PROBLEM STATEMENT:
Copy out the data below. Keep every word as it is.

RECORDS FOR THE TASK:
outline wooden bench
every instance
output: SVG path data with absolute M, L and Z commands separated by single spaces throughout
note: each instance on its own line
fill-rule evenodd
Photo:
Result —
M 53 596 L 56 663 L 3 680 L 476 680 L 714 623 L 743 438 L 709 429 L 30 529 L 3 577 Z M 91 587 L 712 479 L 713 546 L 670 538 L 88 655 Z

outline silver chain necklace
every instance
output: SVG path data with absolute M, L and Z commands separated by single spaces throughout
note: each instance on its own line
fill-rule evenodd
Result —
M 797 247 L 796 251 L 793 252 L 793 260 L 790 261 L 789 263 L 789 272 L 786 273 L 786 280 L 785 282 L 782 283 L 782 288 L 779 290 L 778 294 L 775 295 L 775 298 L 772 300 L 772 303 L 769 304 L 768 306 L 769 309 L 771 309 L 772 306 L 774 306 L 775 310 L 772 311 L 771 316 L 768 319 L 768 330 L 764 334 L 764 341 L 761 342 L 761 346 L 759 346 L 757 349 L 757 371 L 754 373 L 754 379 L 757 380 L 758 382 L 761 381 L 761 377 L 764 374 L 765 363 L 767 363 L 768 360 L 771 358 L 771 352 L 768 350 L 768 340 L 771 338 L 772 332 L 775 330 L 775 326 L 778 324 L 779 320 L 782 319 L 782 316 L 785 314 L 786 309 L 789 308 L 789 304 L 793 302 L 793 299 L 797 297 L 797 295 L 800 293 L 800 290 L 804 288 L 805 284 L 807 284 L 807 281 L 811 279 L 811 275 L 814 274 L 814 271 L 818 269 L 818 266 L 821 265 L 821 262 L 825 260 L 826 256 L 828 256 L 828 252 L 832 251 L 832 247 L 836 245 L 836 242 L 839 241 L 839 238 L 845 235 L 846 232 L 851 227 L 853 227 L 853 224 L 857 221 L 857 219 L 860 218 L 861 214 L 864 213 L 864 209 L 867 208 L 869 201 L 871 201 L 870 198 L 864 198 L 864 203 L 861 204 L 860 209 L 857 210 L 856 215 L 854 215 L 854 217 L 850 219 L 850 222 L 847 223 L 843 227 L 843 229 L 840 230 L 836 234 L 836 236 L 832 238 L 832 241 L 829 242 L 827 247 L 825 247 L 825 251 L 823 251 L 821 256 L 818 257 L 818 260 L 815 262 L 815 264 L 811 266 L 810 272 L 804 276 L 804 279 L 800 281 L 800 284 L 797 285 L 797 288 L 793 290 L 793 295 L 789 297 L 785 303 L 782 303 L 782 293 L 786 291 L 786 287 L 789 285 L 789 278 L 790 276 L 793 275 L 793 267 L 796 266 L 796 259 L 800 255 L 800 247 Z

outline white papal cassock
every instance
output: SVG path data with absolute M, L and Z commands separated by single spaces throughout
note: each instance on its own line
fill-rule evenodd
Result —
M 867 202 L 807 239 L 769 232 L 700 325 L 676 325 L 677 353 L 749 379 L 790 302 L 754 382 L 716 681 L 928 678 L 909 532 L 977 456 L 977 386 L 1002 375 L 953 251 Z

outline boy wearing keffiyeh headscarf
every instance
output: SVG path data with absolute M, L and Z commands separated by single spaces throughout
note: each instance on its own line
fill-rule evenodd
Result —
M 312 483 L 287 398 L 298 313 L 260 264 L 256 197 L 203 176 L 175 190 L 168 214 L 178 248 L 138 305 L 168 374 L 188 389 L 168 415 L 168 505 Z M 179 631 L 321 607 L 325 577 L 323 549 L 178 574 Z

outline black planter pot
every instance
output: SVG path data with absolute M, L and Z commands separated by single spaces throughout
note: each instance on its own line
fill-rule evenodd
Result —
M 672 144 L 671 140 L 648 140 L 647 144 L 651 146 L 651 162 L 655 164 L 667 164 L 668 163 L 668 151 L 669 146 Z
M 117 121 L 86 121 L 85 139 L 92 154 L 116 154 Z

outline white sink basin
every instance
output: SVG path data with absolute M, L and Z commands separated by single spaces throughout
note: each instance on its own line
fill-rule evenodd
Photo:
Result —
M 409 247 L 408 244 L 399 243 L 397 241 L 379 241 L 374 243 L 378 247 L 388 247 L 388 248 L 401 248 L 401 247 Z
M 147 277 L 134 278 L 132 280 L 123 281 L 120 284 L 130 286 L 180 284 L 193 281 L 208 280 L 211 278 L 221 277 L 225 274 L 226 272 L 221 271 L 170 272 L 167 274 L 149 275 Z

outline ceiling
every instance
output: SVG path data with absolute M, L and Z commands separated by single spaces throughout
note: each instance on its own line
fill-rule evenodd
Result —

SOLUTION TO THE EXERCISE:
outline wooden bench
every instance
output: SVG path data with absolute M, L and Z commands separated by single spaces throughout
note: each instance on its own line
fill-rule evenodd
Photo:
Result —
M 53 596 L 56 663 L 3 680 L 476 680 L 714 623 L 743 438 L 709 429 L 30 529 L 3 577 Z M 91 587 L 712 479 L 713 546 L 670 538 L 88 655 Z

outline silver chain necklace
every instance
output: SVG path data with absolute M, L and Z commands separated by single spaces throughout
note: each instance on its own line
fill-rule evenodd
Result —
M 797 247 L 796 251 L 793 252 L 793 260 L 790 261 L 789 263 L 789 272 L 786 273 L 786 280 L 785 282 L 782 283 L 782 288 L 779 290 L 778 294 L 775 295 L 775 298 L 772 300 L 772 303 L 769 304 L 768 306 L 769 309 L 771 309 L 772 306 L 774 306 L 775 310 L 772 311 L 771 316 L 768 319 L 768 330 L 764 334 L 764 341 L 761 342 L 761 346 L 759 346 L 757 349 L 757 371 L 754 373 L 754 379 L 757 380 L 758 382 L 761 381 L 761 377 L 764 374 L 765 363 L 767 363 L 768 360 L 771 358 L 771 352 L 768 350 L 768 340 L 771 338 L 772 332 L 775 330 L 775 326 L 778 324 L 779 320 L 782 319 L 782 316 L 785 314 L 786 309 L 789 308 L 789 304 L 793 302 L 793 299 L 797 297 L 797 295 L 800 293 L 800 290 L 804 288 L 805 284 L 807 284 L 807 281 L 811 279 L 811 275 L 814 274 L 814 271 L 818 269 L 818 266 L 821 265 L 821 262 L 825 260 L 826 256 L 828 256 L 828 252 L 832 251 L 832 247 L 836 245 L 836 242 L 839 241 L 839 238 L 845 235 L 846 232 L 851 227 L 853 227 L 853 224 L 857 221 L 857 219 L 860 218 L 861 214 L 864 213 L 864 209 L 867 208 L 869 201 L 871 201 L 870 198 L 864 198 L 864 203 L 861 204 L 860 209 L 857 210 L 856 215 L 854 215 L 854 217 L 850 219 L 850 222 L 847 223 L 843 227 L 843 229 L 840 230 L 836 234 L 836 236 L 832 238 L 832 241 L 829 242 L 827 247 L 825 247 L 825 251 L 823 251 L 821 256 L 818 257 L 818 260 L 815 262 L 815 264 L 811 266 L 810 272 L 804 276 L 804 279 L 800 281 L 800 284 L 797 285 L 797 288 L 793 290 L 793 295 L 789 297 L 785 303 L 782 303 L 782 293 L 786 291 L 786 287 L 789 285 L 789 278 L 790 276 L 793 275 L 793 267 L 796 266 L 796 259 L 800 255 L 800 247 Z

outline white papal cassock
every instance
output: SVG path data with absolute M, L and Z commands separated by single spaces throughout
note: each instance on its own line
fill-rule evenodd
Result —
M 867 202 L 807 239 L 769 232 L 700 325 L 676 325 L 677 353 L 749 379 L 790 302 L 754 382 L 716 681 L 928 678 L 909 532 L 977 456 L 977 386 L 1002 375 L 953 251 Z

outline boy wearing keffiyeh headscarf
every instance
output: SVG path data with absolute M, L and Z commands separated by single spaces throughout
note: each instance on its own line
fill-rule evenodd
Result —
M 312 483 L 287 398 L 298 313 L 260 264 L 256 197 L 203 176 L 175 190 L 168 214 L 178 248 L 138 305 L 168 374 L 188 389 L 168 415 L 168 505 Z M 179 631 L 321 607 L 325 577 L 323 549 L 178 574 Z

outline black planter pot
every instance
output: SVG path data with absolute M, L and Z commands separated by single spaces throughout
note: each instance on its own line
fill-rule evenodd
Result —
M 672 144 L 671 140 L 648 140 L 647 144 L 651 146 L 651 162 L 655 164 L 667 164 L 668 163 L 668 151 L 669 146 Z
M 117 121 L 86 121 L 85 139 L 92 154 L 116 154 Z

outline white sink basin
every instance
output: SVG path data with absolute M, L and Z commands separated by single spaces throughout
note: each instance on its own line
fill-rule evenodd
Photo:
Result —
M 409 247 L 408 244 L 399 243 L 397 241 L 379 241 L 374 243 L 378 247 L 388 247 L 388 248 L 401 248 L 401 247 Z
M 147 277 L 134 278 L 132 280 L 123 281 L 120 284 L 130 286 L 180 284 L 193 281 L 208 280 L 211 278 L 221 277 L 225 274 L 226 272 L 221 271 L 170 272 L 167 274 L 149 275 Z

outline ceiling
every instance
output: SVG path data with absolute M, L and Z commands separated by single spaces throughout
note: each instance on its own line
fill-rule evenodd
Result —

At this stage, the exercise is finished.